### Exercise
The task calls for every entry to be printed word for word, without the images.

==============================

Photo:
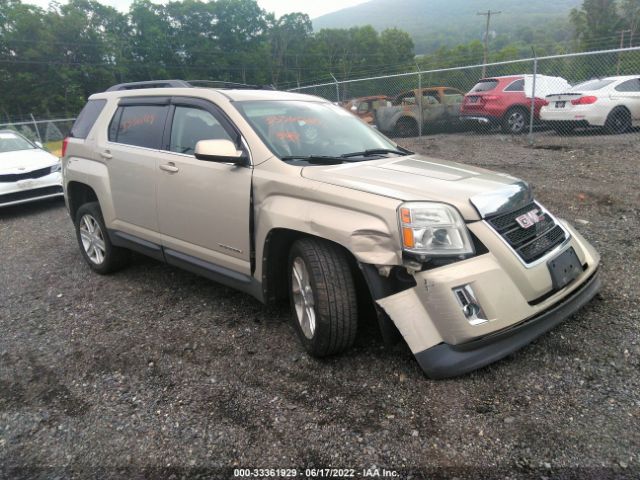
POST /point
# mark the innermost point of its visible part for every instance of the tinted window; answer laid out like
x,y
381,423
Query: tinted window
x,y
139,125
517,86
592,85
190,125
12,142
484,86
86,119
632,85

==============================

### Written solution
Photo:
POST /point
# mark the innermost point of its visible part for every instance of the tinted window; answer laid out like
x,y
381,423
Query: tinted window
x,y
139,125
517,86
592,85
190,125
12,142
484,86
86,119
632,85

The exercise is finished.